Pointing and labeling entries
● ● ● ● ● ● ●

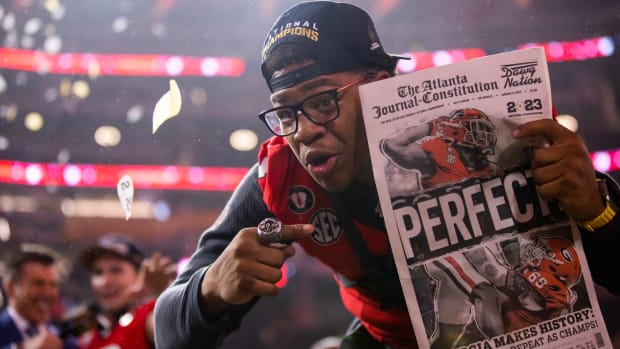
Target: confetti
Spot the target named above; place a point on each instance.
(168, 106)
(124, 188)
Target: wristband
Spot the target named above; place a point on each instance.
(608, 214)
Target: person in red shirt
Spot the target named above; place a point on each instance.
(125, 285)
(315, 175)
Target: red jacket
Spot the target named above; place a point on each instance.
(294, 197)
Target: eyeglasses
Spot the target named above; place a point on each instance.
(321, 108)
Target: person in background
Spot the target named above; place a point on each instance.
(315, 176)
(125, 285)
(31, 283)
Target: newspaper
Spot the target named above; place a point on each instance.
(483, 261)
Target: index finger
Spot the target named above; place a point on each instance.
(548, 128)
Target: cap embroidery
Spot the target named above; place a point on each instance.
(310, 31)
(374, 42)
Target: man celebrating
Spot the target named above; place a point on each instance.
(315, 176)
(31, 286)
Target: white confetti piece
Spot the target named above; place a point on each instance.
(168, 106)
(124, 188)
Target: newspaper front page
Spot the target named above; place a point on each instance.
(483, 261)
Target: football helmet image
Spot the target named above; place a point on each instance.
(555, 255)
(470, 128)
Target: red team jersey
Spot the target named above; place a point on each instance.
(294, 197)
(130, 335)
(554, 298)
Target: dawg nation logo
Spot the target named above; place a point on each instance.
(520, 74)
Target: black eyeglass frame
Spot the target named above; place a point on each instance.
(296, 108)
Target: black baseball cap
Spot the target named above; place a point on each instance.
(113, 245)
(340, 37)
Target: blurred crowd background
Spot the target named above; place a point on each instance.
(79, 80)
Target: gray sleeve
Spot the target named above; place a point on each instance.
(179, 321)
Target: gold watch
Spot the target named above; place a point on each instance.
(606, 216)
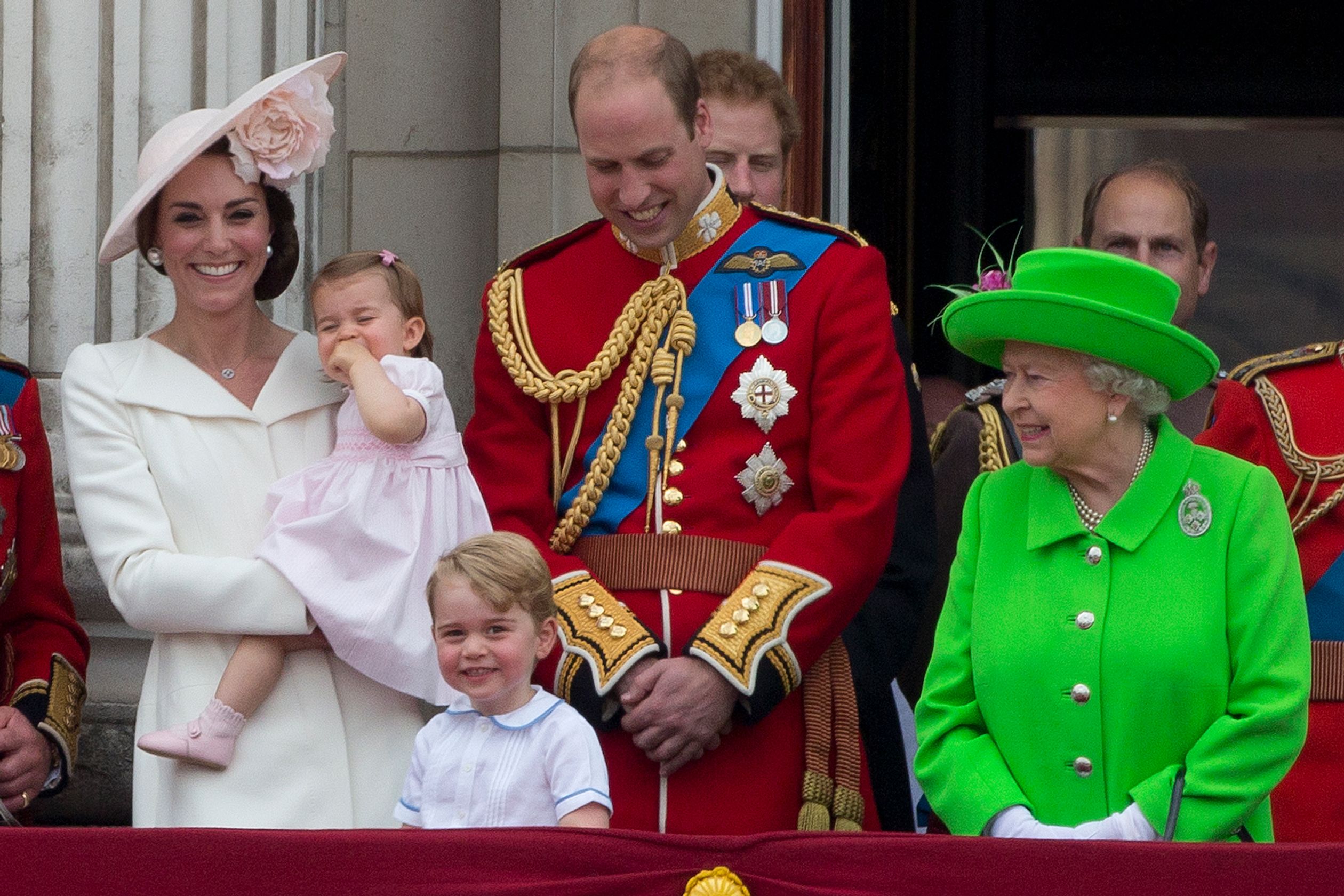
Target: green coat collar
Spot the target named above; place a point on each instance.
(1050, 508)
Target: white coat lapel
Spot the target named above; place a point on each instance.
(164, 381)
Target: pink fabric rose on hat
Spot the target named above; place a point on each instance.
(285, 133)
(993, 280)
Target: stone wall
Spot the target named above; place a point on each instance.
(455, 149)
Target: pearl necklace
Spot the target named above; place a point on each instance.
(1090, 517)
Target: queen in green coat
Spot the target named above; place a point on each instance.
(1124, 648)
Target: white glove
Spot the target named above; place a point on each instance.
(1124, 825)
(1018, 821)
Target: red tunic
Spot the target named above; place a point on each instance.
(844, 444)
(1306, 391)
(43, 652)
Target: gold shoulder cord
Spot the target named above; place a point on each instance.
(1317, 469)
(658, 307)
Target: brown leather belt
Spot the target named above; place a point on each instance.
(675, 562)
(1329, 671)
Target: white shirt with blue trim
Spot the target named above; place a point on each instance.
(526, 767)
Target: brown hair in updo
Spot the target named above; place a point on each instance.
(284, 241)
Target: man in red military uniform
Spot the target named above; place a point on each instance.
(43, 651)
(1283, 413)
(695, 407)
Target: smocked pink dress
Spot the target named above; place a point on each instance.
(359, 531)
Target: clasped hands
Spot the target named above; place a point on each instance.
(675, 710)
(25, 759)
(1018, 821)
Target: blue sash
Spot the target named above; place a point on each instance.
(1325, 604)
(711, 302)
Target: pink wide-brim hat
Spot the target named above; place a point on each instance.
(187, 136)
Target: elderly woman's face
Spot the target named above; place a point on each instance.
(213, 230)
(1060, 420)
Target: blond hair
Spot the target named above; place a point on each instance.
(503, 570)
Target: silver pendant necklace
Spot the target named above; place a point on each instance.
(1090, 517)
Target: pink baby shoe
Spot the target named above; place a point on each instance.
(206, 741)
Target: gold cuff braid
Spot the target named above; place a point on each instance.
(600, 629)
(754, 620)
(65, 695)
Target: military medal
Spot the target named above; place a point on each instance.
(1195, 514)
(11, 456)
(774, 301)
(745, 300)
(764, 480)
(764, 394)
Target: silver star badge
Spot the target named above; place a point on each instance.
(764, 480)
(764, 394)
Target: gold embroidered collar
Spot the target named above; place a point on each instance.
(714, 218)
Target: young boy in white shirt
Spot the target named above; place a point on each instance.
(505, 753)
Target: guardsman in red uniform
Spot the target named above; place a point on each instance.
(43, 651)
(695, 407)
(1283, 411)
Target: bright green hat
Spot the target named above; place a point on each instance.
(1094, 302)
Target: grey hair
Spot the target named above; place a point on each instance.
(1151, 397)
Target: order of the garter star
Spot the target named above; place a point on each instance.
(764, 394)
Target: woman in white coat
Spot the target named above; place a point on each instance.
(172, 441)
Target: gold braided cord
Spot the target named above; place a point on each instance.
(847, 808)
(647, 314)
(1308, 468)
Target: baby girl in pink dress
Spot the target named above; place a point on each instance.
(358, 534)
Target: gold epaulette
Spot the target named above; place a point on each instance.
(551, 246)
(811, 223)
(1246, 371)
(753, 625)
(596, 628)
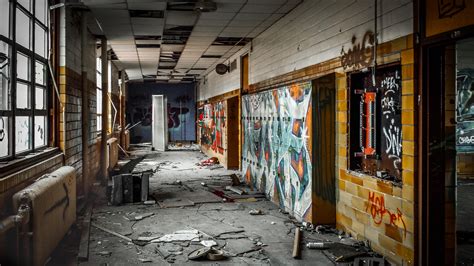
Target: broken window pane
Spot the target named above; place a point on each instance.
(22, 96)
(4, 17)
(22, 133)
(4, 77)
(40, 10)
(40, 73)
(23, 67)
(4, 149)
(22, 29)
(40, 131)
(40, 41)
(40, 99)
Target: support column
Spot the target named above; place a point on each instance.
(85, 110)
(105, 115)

● ● ● ● ● ● ●

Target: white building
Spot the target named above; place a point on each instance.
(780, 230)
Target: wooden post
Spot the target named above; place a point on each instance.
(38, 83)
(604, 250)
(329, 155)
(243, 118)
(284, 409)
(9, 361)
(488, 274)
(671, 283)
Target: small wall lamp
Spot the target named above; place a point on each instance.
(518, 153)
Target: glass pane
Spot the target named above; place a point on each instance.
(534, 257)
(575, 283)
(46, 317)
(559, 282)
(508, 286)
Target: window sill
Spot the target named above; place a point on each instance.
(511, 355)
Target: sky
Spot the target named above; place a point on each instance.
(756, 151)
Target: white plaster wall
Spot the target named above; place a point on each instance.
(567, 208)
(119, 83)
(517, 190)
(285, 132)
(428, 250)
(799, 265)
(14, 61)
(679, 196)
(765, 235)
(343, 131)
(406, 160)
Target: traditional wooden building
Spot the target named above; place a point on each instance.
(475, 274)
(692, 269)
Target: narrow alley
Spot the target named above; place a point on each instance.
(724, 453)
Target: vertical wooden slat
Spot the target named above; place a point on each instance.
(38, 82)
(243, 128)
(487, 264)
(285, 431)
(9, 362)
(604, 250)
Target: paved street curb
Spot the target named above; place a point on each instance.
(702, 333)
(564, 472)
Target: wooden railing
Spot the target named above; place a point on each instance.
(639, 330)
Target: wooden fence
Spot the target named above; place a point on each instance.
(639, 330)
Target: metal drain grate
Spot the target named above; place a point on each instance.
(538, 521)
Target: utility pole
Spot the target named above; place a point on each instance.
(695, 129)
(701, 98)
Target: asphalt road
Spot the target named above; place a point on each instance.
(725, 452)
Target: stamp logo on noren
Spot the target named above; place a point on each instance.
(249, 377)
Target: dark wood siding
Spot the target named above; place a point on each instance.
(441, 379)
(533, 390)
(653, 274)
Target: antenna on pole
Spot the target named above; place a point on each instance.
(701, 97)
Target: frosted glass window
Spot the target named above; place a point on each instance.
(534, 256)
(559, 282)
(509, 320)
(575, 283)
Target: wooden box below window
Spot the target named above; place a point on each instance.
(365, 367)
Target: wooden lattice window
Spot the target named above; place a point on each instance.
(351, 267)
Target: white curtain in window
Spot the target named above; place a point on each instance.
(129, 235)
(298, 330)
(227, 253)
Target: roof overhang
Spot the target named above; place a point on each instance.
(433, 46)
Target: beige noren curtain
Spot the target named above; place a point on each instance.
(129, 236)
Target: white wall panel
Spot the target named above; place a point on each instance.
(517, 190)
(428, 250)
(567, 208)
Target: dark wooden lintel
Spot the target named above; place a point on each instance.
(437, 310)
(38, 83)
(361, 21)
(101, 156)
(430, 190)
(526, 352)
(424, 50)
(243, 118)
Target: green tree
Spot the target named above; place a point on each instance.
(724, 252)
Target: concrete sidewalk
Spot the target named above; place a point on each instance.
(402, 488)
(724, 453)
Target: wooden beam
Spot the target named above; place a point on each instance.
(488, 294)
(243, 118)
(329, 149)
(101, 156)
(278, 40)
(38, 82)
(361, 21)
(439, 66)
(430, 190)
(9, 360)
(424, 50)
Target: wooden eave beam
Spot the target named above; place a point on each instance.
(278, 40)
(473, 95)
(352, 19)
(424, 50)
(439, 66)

● ● ● ● ● ● ●

→ TASK OBJECTIVE
Count the lines in the records above that contain the string "necklace", treating uppercase and lowercase as different, and give only the number.

→ OUTPUT
2